===== Teks Bacaan

Jakarta, yang pada 22 Juni 2008 berusia 481 tahun, mengalami beberapa kali pendudukan asing. Warga Barat yang pertama kali mendatangi Sunda Kalapa saat masih menjadi pelabuhan Kerajaan Pajajaran adalah Portugis. Kapal-kapal dari Eropa Selatan itu berlabuh di Sunda Kalapa pada 1513. Sekitar 100 tahun mendahului Belanda.
Ketika itu agama Islam sudah mulai menyebar di sekitar Jakarta. Karena pihak Kerajaan Pajajaran beragama Hindu, dia melihat keberadaan Islam sebagai ancaman terhadap eksistensi agamanya. Karenanya, kerajaan yang berpusat di Pakuan (Bogor) ini mengadakan perjanjian dengan Portugis yang diberi izin membangun loji (gudang dan benteng pertahanan) di Sunda Kalapa.
Bercokolnya Portugis di Sunda Kalapa menyebabkan kerajaan Islam Demak dan juga Cirebon jadi tidak senang. Apalagi saat itu masih berlangsung Perang Salib di Timur Tengah, dan Portugis merupakan salah satu kekuataan yang memerangi Islam.
Sunda Kalapa berhasil direbut oleh Fatahillah pada 1526. Pada 22 Juni 1527 panglima perang Islam sekaligus ulama itu berhasil mengusir armada Portugis dari Sunda Kalapa. Maka dia mendirikan Jayakarta pada 22 Juni 1527.
Sisa-sisa kekuataan Portugis sampai kini masih terdapat di Kampung Tugu, Jakarta Utara, yang menurut sejarawan Belanda De Graaf, berasal dari kata porTUGUese. Di kampung Tugu inilah ditempatkan orang dari bekas jajahan Portugis di Malaka ketika ditaklukkan Belanda (1641). Kita juga masih mendapati Gereja Portugis di Jl Pangeran Jayakarta, Jakarta Utara.

==========
===== Cuplikan Data

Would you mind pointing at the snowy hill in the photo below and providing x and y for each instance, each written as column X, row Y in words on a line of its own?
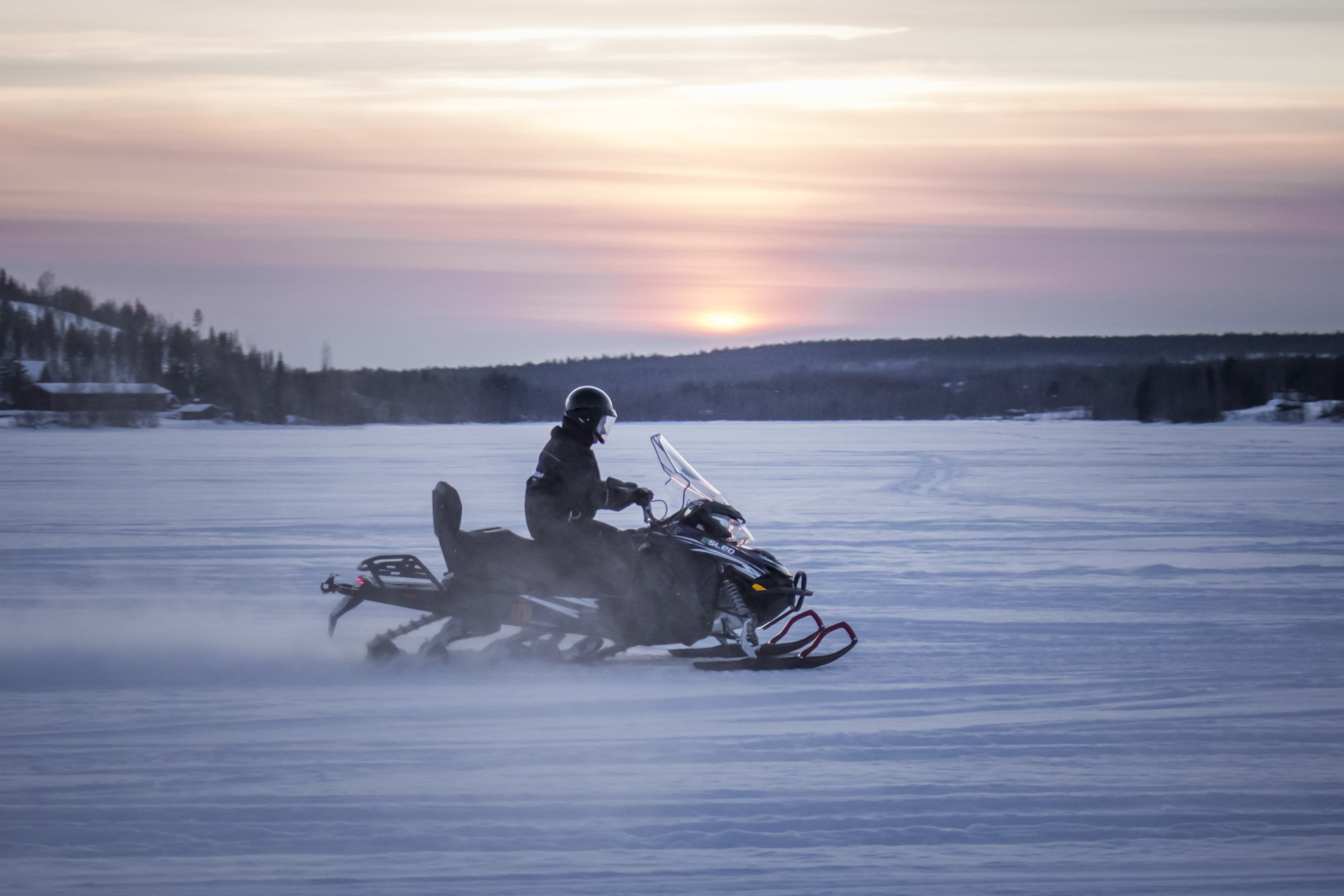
column 65, row 320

==========

> Soal A: Salin bagian teks bacaan antara "Jakarta, yang pada" dan "di Sunda Kalapa.", kedua ujungnya ikut disalin.
> Soal B: Tuliskan semua angka tahun kalender yang disebut dalam teks bacaan, masing-masing cukup sekali.
> Soal C: Teruskan teks bacaan tentang Portugis di Jakarta, mulai sesudah kalimat terakhirnya.
Baris-baris data di atas adalah bahan tersendiri, terpisah dari teks bacaan.

> Jawaban A:
Jakarta, yang pada 22 Juni 2008 berusia 481 tahun, mengalami beberapa kali pendudukan asing. Warga Barat yang pertama kali mendatangi Sunda Kalapa saat masih menjadi pelabuhan Kerajaan Pajajaran adalah Portugis. Kapal-kapal dari Eropa Selatan itu berlabuh di Sunda Kalapa pada 1513. Sekitar 100 tahun mendahului Belanda.
Ketika itu agama Islam sudah mulai menyebar di sekitar Jakarta. Karena pihak Kerajaan Pajajaran beragama Hindu, dia melihat keberadaan Islam sebagai ancaman terhadap eksistensi agamanya. Karenanya, kerajaan yang berpusat di Pakuan (Bogor) ini mengadakan perjanjian dengan Portugis yang diberi izin membangun loji (gudang dan benteng pertahanan) di Sunda Kalapa.

> Jawaban B: 2008, 1513, 1526, 1527, 1641

> Jawaban C:
Ketika ditawan VOC mereka beragama Katolik tapi tidak diizinkanm untuk mengamalkan agamanya. Setelah mengganti agama menjadi Protestan, mereka yang semula dijadikan budak belian lalu menjadi kelompok mardijker atau orang yang dimerdekakan.
Banyak kata dan peninggalan Portugis yang masih kita pakai sekarang. Seperti kata 'jago' dan nyanyian 'nina boboh' serta 'burung kakak tua'. Demikian pula seni keroncong berasal dari Portugis. Hingga sekarang keroncong tugu masih terkenal.
Pada Mei 1619, Belanda yang menaklukkan Jayakarta menjadikan Batavia sebagai pusat perdagangannya di Asia dan Amerika Latin. Batavia dua kali diserang oleh Kerajaan Islam Mataram (1628 dan 1529) pimpinan Sultan Agung dengan 80 ribu pasukan. Pada saat bersamaan gubernur jenderal JP Coen meninggal dunia. Menurut versi Belanda, karena kolera, namun menurut versi lain akibat serangan Mataram.
Karena tentara Mataram berkonsentrasi di Matraman, maka kata Mataram oleh lidah Betawi jadi Matraman hingga kini. Sekalipun dua kali penyerangan gagal, tapi para bangsawan Mataram menjadi para juru dakwah yang handal. Mereka membangun tempat peribadatan yang kini menjadi masjid-masjid tua yang dilestarikan.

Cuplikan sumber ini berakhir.